* _Directions for this task_:
Present the following entries again, word for word and in full.

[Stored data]
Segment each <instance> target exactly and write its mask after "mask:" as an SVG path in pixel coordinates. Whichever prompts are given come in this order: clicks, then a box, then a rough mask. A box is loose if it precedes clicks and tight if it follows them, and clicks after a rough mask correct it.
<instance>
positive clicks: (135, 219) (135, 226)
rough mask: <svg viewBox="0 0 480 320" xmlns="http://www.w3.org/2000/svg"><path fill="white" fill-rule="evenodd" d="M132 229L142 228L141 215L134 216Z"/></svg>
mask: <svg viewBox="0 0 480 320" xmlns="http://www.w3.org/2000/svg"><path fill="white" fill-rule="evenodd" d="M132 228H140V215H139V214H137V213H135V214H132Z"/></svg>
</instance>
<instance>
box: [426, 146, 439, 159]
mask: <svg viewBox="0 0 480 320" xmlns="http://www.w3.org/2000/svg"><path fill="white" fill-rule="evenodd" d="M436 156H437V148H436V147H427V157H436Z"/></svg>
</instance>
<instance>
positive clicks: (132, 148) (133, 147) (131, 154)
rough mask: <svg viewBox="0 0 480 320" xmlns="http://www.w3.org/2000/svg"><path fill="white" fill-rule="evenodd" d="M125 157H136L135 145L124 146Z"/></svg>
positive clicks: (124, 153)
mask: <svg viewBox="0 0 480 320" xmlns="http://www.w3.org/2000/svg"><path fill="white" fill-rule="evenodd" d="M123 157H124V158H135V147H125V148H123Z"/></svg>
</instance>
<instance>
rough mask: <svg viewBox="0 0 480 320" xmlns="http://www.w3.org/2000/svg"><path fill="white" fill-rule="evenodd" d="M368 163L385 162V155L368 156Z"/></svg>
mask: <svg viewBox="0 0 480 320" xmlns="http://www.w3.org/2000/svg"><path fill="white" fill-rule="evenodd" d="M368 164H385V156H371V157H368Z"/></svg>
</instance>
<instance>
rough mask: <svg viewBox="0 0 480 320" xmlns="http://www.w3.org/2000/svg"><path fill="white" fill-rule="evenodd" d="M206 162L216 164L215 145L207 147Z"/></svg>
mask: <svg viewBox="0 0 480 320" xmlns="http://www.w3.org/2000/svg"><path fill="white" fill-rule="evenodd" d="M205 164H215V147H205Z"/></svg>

* _Solution to this exercise_:
Segment each <instance> target exactly and write its mask after "mask:" as an SVG path in pixel coordinates. Whichever prompts are given come in this order: clicks, then a box, then a rough mask. A box is loose if it precedes clicks and tight if it follows them, and clicks after a rough mask correct it.
<instance>
positive clicks: (135, 219) (135, 226)
rough mask: <svg viewBox="0 0 480 320" xmlns="http://www.w3.org/2000/svg"><path fill="white" fill-rule="evenodd" d="M132 229L142 228L141 215L134 216Z"/></svg>
mask: <svg viewBox="0 0 480 320" xmlns="http://www.w3.org/2000/svg"><path fill="white" fill-rule="evenodd" d="M132 228H140V215H139V214H137V213H135V214H132Z"/></svg>
</instance>
<instance>
box: [426, 146, 439, 159]
mask: <svg viewBox="0 0 480 320" xmlns="http://www.w3.org/2000/svg"><path fill="white" fill-rule="evenodd" d="M436 156H437V148H436V147H427V157H436Z"/></svg>
</instance>
<instance>
positive clicks: (132, 148) (133, 147) (131, 154)
rough mask: <svg viewBox="0 0 480 320" xmlns="http://www.w3.org/2000/svg"><path fill="white" fill-rule="evenodd" d="M125 157H136L135 145L124 146Z"/></svg>
positive clicks: (124, 153)
mask: <svg viewBox="0 0 480 320" xmlns="http://www.w3.org/2000/svg"><path fill="white" fill-rule="evenodd" d="M123 157H124V158H135V147H125V148H123Z"/></svg>
</instance>
<instance>
rough mask: <svg viewBox="0 0 480 320" xmlns="http://www.w3.org/2000/svg"><path fill="white" fill-rule="evenodd" d="M368 163L385 162V155L368 156Z"/></svg>
mask: <svg viewBox="0 0 480 320" xmlns="http://www.w3.org/2000/svg"><path fill="white" fill-rule="evenodd" d="M368 164H385V156H371V157H368Z"/></svg>
</instance>
<instance>
rough mask: <svg viewBox="0 0 480 320" xmlns="http://www.w3.org/2000/svg"><path fill="white" fill-rule="evenodd" d="M206 162L216 164L215 145L207 147Z"/></svg>
mask: <svg viewBox="0 0 480 320" xmlns="http://www.w3.org/2000/svg"><path fill="white" fill-rule="evenodd" d="M205 164H215V147H205Z"/></svg>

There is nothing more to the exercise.